DIRECTIVE:
Pull out every line of the data below that contains the word "green". Case counts.

[START RECORDS FOR THE TASK]

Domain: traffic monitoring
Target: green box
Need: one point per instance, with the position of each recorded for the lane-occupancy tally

[END RECORDS FOR THE TASK]
[START RECORDS FOR THE TASK]

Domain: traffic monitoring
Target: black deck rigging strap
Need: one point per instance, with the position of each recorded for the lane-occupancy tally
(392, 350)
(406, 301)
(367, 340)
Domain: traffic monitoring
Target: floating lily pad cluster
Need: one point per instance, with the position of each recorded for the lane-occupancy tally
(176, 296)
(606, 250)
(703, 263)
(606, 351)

[END RECORDS FOR THE TASK]
[START RECORDS FOR THE TASK]

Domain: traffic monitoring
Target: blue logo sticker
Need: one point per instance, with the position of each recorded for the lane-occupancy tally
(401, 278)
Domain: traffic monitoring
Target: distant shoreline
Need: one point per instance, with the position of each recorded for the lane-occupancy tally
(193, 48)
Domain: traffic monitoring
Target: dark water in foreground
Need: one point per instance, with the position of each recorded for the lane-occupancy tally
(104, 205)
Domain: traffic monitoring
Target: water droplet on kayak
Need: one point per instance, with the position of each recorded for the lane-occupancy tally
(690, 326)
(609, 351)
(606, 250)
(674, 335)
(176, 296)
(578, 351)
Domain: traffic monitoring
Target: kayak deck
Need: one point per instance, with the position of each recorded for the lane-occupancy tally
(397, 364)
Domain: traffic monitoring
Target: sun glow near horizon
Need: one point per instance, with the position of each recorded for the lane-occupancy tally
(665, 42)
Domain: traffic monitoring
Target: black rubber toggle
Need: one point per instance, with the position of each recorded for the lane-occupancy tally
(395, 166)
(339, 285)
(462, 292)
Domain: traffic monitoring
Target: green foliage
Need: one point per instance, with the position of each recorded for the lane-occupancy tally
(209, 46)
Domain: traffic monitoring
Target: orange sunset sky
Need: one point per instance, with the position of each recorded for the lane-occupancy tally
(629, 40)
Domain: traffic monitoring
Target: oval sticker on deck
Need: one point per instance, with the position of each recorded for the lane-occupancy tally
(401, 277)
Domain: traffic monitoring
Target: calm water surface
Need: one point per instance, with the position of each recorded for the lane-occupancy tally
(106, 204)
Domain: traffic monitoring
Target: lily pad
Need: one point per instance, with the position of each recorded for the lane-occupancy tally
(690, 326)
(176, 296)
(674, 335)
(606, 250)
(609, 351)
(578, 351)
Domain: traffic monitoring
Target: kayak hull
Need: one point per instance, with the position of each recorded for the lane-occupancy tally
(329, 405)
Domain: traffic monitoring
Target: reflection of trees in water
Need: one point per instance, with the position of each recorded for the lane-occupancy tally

[END RECORDS FOR THE TASK]

FULL OUTPUT:
Target: green box
Target: green foliage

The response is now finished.